Update the data below by replacing every "indicate one point per instance" with "mark one point for each instance", and leave everything else unchanged.

::: Supplied data :::

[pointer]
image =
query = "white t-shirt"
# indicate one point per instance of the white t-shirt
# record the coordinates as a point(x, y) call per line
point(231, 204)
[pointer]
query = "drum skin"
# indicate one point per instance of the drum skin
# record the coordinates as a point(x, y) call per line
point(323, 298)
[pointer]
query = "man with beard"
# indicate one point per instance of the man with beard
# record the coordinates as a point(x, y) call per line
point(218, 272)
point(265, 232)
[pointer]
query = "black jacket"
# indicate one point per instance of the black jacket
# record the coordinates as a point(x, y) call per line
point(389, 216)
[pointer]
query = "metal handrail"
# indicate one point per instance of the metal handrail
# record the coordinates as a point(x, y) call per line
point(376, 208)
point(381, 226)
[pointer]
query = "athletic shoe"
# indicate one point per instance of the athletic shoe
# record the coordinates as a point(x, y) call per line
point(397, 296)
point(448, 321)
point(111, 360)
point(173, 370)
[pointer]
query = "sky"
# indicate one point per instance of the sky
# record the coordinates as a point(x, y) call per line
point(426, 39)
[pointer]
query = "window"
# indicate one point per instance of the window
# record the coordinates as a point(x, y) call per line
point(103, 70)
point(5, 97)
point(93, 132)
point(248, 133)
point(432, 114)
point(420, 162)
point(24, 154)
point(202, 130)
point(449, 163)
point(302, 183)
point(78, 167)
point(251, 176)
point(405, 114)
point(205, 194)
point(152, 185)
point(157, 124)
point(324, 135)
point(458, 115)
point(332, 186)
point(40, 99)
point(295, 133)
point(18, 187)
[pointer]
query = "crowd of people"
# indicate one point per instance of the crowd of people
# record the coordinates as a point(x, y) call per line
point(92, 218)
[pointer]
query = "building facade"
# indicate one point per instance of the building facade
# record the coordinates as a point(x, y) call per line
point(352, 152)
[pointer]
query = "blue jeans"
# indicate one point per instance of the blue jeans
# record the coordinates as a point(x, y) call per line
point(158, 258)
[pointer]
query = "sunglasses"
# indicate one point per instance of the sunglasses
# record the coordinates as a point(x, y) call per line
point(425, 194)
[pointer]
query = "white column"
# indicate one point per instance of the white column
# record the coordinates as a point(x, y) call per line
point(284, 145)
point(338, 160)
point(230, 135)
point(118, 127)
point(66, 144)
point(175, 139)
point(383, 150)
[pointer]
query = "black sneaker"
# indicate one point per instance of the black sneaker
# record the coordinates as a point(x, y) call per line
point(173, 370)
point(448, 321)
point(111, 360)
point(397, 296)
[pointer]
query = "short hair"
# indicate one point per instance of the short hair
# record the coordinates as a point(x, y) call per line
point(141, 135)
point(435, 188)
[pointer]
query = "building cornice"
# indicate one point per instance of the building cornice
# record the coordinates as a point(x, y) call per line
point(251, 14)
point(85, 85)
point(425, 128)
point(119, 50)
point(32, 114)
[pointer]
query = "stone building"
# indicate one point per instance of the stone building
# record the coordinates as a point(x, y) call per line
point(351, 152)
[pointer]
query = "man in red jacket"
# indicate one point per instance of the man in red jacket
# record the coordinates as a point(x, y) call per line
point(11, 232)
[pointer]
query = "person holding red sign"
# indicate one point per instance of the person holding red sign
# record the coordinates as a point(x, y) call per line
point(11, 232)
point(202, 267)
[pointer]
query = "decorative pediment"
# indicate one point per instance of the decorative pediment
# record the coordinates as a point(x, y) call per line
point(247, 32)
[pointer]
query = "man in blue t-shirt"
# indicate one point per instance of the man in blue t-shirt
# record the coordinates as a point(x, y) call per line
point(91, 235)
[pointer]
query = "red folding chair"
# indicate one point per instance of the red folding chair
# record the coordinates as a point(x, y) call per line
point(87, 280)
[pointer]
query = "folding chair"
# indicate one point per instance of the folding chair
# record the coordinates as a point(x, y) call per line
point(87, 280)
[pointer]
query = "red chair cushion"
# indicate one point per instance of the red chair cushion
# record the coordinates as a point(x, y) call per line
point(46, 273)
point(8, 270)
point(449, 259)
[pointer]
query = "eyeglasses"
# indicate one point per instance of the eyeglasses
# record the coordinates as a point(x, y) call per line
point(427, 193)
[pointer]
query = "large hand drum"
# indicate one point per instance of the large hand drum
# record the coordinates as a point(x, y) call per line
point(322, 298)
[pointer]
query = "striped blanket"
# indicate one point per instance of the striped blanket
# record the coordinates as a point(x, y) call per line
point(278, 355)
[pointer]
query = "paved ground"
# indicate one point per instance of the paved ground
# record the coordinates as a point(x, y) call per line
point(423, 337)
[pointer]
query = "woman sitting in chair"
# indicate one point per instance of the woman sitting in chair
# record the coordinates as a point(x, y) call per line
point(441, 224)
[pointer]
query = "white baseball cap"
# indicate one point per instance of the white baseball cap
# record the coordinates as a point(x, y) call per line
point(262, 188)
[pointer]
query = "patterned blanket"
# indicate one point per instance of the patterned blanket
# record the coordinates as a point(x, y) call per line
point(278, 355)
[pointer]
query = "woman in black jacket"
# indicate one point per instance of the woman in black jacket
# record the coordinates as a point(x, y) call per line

:::

● **Result for this exercise**:
[pointer]
image =
query = "white t-shirt"
# mark one point for each instance of the white t-shirt
# record the coordinates as a point(x, y) call per line
point(231, 204)
[pointer]
query = "drum skin"
# mark one point for each instance of the drum skin
# record the coordinates as a point(x, y) call per line
point(323, 298)
[pointer]
query = "man with beard"
# mark one point for each instance of the man with beard
# record the coordinates as a point(x, y) call per line
point(218, 272)
point(265, 232)
[pointer]
query = "black jacket"
# mark one point for each instance of the black jacket
# record the coordinates as a point(x, y) call per line
point(389, 216)
[pointer]
query = "metal handrail"
# mark one point for each instance of the metal handrail
# record the coordinates as a point(x, y) call per line
point(376, 208)
point(381, 226)
[pointer]
query = "athletic shoe"
# mark one point for each instance of the athletic shoe
# record the coordinates as a point(x, y) call per line
point(397, 296)
point(448, 321)
point(111, 360)
point(173, 370)
[pointer]
query = "sky"
# mark one point for each instance of the sky
# record the coordinates as a point(x, y) call per line
point(426, 39)
[pointer]
query = "window"
# mark one point for each instance of the window
# record the coordinates as a point(x, y) call per line
point(103, 70)
point(5, 97)
point(93, 132)
point(248, 133)
point(432, 114)
point(420, 162)
point(24, 154)
point(202, 130)
point(449, 163)
point(302, 183)
point(78, 167)
point(251, 176)
point(405, 114)
point(205, 194)
point(152, 185)
point(157, 124)
point(324, 135)
point(458, 115)
point(332, 186)
point(40, 99)
point(295, 133)
point(18, 187)
[pointer]
query = "crowd of people"
# mark one point for each instance of the crowd of people
# record the coordinates as a point(x, y) call per line
point(92, 218)
[pointer]
query = "building facade"
# mark one point for each instance of the building facade
# record the coordinates as a point(x, y) call per line
point(352, 152)
[pointer]
query = "blue jeans"
# mark one point for each instance of the blue jeans
# record the coordinates as a point(x, y) call per line
point(158, 258)
[pointer]
query = "sunglasses"
# mark one point for each instance of the sunglasses
# record the coordinates as a point(x, y) call per line
point(425, 194)
[pointer]
query = "white column"
# mark one point for each instance of the white column
# record the coordinates as a point(x, y) call per line
point(284, 145)
point(338, 160)
point(230, 135)
point(118, 127)
point(66, 144)
point(175, 139)
point(383, 150)
[pointer]
query = "black sneaker"
# mark one point for each instance of the black sneaker
# record the coordinates as a point(x, y) call per line
point(173, 370)
point(448, 321)
point(111, 360)
point(397, 296)
[pointer]
query = "short hair"
# mark one point for each instance of the short hair
# record the coordinates as a point(x, y) call per line
point(141, 135)
point(435, 188)
[pointer]
query = "building cornice"
# mark one point for each instance of the building cornice
# record the coordinates as a point(x, y) call per line
point(251, 14)
point(85, 85)
point(425, 128)
point(119, 50)
point(32, 114)
[pointer]
query = "stone building"
# mark one point for each instance of the stone building
# record the coordinates as a point(x, y) call per line
point(351, 152)
[pointer]
query = "man in red jacket"
# mark one point for each instance of the man in red jacket
# record the coordinates as a point(x, y) call per line
point(11, 232)
[pointer]
query = "person holding red sign"
# mark one point for each instance of the person holding red sign
# record the coordinates as a point(x, y) call per line
point(11, 232)
point(202, 267)
[pointer]
query = "decorative pediment"
# mark one point for each instance of the decorative pediment
# record the coordinates as a point(x, y) call per line
point(247, 32)
[pointer]
query = "man in blue t-shirt"
# mark one point for each instance of the man in blue t-shirt
# record the coordinates as a point(x, y) call per line
point(91, 235)
[pointer]
query = "red folding chair"
# mark one point for each instance of the red folding chair
# record the coordinates as a point(x, y) call per line
point(87, 280)
[pointer]
query = "folding chair"
# mark one point for each instance of the folding chair
# record the coordinates as a point(x, y) call per line
point(87, 280)
[pointer]
query = "red chair cushion"
# mark one point for each instance of the red chair cushion
# record the coordinates as a point(x, y) call per line
point(46, 273)
point(8, 270)
point(449, 259)
[pointer]
query = "eyeglasses"
# mark one point for each instance of the eyeglasses
# record the coordinates as a point(x, y) call per line
point(427, 193)
[pointer]
query = "large hand drum"
# mark one point for each instance of the large hand drum
# record the coordinates as a point(x, y) call per line
point(322, 298)
[pointer]
query = "striped blanket"
# mark one point for each instance of the striped blanket
# record the coordinates as a point(x, y) call per line
point(278, 355)
[pointer]
query = "paved ground"
# mark one point for each instance of the paved ground
# record the coordinates as a point(x, y) call per line
point(423, 337)
[pointer]
query = "woman sitting in chair"
# mark one point for each instance of the woman sitting in chair
# record the coordinates as a point(x, y) call per line
point(441, 224)
[pointer]
query = "white baseball cap"
# mark one point for each instance of the white baseball cap
# record the coordinates as a point(x, y) call per line
point(262, 188)
[pointer]
query = "patterned blanket"
# mark one point for each instance of the patterned blanket
# record the coordinates as a point(x, y) call per line
point(278, 355)
[pointer]
query = "woman in black jacket"
# mark one point for each instance of the woman in black jacket
# record the coordinates as a point(x, y) call per line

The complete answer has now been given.